───── FRAGMENTO PARA LEER

Dicen que los mercenarios más apreciados del mundo en los siglos XV y XVI eran suizos. Tenían que ser tipos rudos, pendencieros y -aparentemente- poco dados a la melancolía. Guerreros a prueba de golpes y acero. Y, sin embargo, con ellos nació el concepto que hoy conocemos como nostalgia. O mal du Suisse. Era entonces una enfermedad en toda regla, descrita por primera vez en 1688 por el médico suizo Johannes Hofer durante la presentación de su tesis en la Universidad de Basilea.
El nombre procedía del griego nostos -regreso a casa- y algos -dolor, sufrimiento-. A esa pena aguda se le atribuyeron algunas muertes y muchas bajas en el frente, con un efecto contagioso. Cuando los mercenarios escuchaban alguna canción folclórica suiza corrían el riesgo de verse presos de un insoportable ataque de nostalgia. Es bastante probable que algunos síntomas tuvieran que ver con enfermedades no diagnosticadas en aquel momento, pero lo cierto es que el nuevo mal se extendió por los campos de batalla y por las consultas de los médicos.

──────────

**APLICA LO LEÍDO**
#1 Según el fragmento, ¿en qué año describió Johannes Hofer la nostalgia por primera vez?
#2 Indica si cada afirmación coincide con el fragmento y cita las palabras que lo deciden. (a) Hofer presentó su tesis en la Universidad de Basilea. (b) La palabra "nostalgia" procede del latín. (c) Escuchar canciones folclóricas suizas podía provocar ataques de nostalgia en los mercenarios.
#3 Enumera todos los rasgos que el primer párrafo del fragmento atribuye a los mercenarios suizos.

───── EXTRACTOS DE DATOS

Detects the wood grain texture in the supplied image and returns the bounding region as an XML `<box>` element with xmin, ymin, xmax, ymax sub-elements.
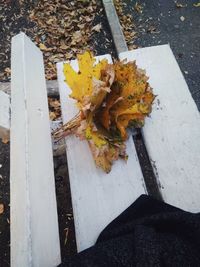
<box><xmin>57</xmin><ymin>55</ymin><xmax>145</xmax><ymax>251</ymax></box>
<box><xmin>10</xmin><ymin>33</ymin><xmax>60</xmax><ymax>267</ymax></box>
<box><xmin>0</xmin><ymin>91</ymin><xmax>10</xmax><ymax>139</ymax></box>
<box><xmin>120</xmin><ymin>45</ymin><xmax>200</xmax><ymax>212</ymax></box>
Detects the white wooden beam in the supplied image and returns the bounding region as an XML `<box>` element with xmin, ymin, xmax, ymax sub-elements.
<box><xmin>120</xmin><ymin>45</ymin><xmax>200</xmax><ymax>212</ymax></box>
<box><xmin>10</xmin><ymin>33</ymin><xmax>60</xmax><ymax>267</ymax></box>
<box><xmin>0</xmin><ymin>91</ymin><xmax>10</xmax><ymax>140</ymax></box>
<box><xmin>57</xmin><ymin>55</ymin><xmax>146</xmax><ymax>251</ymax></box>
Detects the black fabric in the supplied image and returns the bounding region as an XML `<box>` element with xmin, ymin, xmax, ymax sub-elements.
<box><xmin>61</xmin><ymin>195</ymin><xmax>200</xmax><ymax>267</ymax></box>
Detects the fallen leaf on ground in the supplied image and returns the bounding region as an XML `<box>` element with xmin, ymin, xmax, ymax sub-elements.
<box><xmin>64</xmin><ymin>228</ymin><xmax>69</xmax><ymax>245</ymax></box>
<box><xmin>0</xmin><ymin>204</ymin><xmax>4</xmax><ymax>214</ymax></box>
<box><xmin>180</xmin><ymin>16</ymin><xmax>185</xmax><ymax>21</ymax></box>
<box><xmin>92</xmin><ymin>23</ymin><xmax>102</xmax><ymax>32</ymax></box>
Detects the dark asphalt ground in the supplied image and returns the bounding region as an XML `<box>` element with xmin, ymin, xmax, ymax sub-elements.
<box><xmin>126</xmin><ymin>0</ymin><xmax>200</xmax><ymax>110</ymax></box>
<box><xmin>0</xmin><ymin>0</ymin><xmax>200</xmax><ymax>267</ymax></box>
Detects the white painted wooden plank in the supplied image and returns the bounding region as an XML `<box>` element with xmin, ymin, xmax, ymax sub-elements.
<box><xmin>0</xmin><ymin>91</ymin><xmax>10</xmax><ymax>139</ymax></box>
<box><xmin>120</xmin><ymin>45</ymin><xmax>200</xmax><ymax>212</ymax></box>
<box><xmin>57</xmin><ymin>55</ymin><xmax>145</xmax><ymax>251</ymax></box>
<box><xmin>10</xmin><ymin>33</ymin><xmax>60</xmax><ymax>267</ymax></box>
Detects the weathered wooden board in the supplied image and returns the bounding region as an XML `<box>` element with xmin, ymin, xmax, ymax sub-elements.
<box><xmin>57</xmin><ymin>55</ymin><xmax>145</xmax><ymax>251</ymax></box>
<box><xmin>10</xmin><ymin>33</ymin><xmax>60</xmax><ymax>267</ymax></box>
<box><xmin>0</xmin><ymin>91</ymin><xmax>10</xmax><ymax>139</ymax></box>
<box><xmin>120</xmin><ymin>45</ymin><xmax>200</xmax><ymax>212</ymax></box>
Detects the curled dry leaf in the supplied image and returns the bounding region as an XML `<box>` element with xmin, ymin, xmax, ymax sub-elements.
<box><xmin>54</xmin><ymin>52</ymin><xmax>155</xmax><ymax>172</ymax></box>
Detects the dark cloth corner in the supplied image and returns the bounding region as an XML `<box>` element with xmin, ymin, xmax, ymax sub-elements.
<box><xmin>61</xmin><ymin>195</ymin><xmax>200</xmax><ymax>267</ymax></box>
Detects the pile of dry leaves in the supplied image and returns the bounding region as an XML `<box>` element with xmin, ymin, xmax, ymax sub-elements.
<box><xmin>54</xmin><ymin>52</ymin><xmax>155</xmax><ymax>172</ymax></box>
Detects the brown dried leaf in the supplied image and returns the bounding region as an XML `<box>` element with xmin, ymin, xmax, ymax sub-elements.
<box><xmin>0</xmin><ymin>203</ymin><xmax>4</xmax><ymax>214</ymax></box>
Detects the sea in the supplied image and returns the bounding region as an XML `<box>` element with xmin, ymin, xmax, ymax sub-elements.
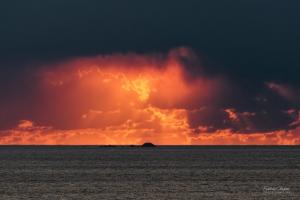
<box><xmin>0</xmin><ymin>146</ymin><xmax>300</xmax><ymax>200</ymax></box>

──────────

**SOLUCIONES POR TAREA**
#1 En 1688.

#2
(a) Sí: "durante la presentación de su tesis en la Universidad de Basilea".
(b) No: "El nombre procedía del griego nostos -regreso a casa- y algos -dolor, sufrimiento-".
(c) Sí: "Cuando los mercenarios escuchaban alguna canción folclórica suiza corrían el riesgo de verse presos de un insoportable ataque de nostalgia".

#3
- Los más apreciados del mundo en los siglos XV y XVI
- Rudos
- Pendencieros
- Aparentemente poco dados a la melancolía
- Guerreros a prueba de golpes y acero